Monday, December 31, 2012

Happy New Tax Year!

If this evening's agreement gains approval by the Senate and House, estates of $5 million or less will continue to avoid federal estate tax, though larger estates will face a 40% tax rate.

More good news: the annually-threatened imposition of the Alternative Minimum Tax on ordinary taxpayers will be fixed "permanently."

Not so good news for high-income taxpayers: a higher tax rate for couples with incomes over $450,000, a phase-out of deductions for those with incomes over $300,000.

Meanwhile, pending Congressional action, off the fiscal cliff we fall. The New York Times came up with this icon for the occasion.

Estate Tax Debate Goes Down to the Wire

Representative Lynn Jenkins (R), December 20:

Growing up on a Kansas dairy farm, I know the estate tax is a threat to family farms. This tax makes bailing hay and shoveling manure sound like a get-rich-quick scheme, when most family farms make an average of $45,000 a year. Raising the estate tax to 55 percent and dropping the exemption to $1 million might be feasible for a hedge fund manager, but it will jeopardize the future of farmers and their families….

Senator Richard Durbin (D), December 30:

I am troubled by the notion we are somehow going to give [an estate tax] break to some 6,000 very fortunate Americans and incur a new [sic] expense for our Federal Government of some $130 billion or $140 billion in the process. What are we thinking? *** I hope we aren't forced into any agreement that includes it, although I stand here knowing full well if there is an ultimate compromise, there will be parts of it I find disgusting and reprehensible which I may have to swallow….

Care to pick a winner?

Friday, December 28, 2012

We're going over the cliff!

Earlier I mentioned that the only possible way to avoid the fiscal cliff over a very short time frame was for the House to pass S. 3412, which already passed the Senate last July. It provides a one-year extension of the status quo, plus an AMT adjustment for 2012.

Today I learned from Tax Notes that such a path is technically impossible, because Majority Leader Reid never sent the paperwork to the House!  Plus, there's that irritating constitutional requirement that tax legislation originate in the House.  Usually some shell legislation is used to get around that, but that apparently wasn't done for S. 3412.

So, the only remaining path is identical legislation that has been brought to the House Ways and Means Committee.  Evidently, if the House will pass that, the Senate will be available to re-pass it.

It would be another kick of the can down the road.  My feeling is that both sides want to go over the cliff, if only they can be confident that the other side gets the blame.

Is it "Throw Grandma From the Train" time again?

There was much speculation in 2010 that, in the absence of estate tax reform, there would be an uptick in deaths among the wealthy elderly simply to avoid estate taxes. 

Absurd? CNBC has collected some relevant facts on elasticity in dates of birth and death.

» Exercises to complete:
A – Copy everything in the tax posts from "Estate Tax Debate" down to "and their families….", swapping "Kansas" for "Nebraska".
B – Under the agreement described in the tax posts, what tax rate would estates larger than $5 million face?

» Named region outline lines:
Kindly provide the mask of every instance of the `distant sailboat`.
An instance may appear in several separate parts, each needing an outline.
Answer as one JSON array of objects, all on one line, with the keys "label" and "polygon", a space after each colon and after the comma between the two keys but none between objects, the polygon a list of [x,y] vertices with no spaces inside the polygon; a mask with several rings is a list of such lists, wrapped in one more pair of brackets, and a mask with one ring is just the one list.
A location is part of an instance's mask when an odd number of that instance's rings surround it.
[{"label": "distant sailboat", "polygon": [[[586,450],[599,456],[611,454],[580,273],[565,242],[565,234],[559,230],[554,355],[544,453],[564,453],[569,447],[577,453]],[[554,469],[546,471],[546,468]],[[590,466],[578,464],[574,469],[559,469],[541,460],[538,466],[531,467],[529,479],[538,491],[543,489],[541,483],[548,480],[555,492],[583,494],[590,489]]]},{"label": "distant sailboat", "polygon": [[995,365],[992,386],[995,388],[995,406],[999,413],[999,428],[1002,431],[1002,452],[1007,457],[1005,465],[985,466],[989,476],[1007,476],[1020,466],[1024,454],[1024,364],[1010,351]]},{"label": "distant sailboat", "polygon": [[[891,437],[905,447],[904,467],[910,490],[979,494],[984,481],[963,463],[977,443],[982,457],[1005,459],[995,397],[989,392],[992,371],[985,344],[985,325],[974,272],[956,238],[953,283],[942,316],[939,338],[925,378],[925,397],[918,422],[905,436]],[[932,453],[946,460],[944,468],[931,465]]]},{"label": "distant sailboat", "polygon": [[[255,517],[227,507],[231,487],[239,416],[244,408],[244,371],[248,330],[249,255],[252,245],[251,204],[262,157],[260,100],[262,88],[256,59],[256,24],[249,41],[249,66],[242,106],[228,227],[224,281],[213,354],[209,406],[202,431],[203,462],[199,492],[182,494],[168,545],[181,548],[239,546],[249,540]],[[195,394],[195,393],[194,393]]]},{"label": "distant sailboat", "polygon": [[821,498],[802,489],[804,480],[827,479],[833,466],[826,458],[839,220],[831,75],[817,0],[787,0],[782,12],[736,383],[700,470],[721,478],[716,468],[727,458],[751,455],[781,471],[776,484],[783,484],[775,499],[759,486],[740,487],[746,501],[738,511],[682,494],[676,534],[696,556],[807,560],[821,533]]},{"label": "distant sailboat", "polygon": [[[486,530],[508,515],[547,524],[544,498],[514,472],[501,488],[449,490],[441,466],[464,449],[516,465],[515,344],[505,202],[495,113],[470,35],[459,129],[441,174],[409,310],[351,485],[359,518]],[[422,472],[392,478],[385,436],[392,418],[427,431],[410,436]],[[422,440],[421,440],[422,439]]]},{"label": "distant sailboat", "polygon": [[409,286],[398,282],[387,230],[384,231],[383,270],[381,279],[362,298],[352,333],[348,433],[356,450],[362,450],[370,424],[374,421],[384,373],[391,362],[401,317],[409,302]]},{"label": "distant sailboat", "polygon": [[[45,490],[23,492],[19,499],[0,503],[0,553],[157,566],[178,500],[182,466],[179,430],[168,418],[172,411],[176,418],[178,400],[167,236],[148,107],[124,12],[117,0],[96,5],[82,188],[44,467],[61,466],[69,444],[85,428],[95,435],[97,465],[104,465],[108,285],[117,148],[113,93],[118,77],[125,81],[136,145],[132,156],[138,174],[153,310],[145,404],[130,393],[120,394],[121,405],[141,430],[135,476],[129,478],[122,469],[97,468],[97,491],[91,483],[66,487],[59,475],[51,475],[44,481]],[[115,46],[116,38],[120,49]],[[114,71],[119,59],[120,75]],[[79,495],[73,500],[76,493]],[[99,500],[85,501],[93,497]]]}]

» Responses to the exercise:
A –
Estate Tax Debate Goes Down to the Wire

Representative Lynn Jenkins (R), December 20:

Growing up on a Nebraska dairy farm, I know the estate tax is a threat to family farms. This tax makes bailing hay and shoveling manure sound like a get-rich-quick scheme, when most family farms make an average of $45,000 a year. Raising the estate tax to 55 percent and dropping the exemption to $1 million might be feasible for a hedge fund manager, but it will jeopardize the future of farmers and their families….

B – A 40% tax rate.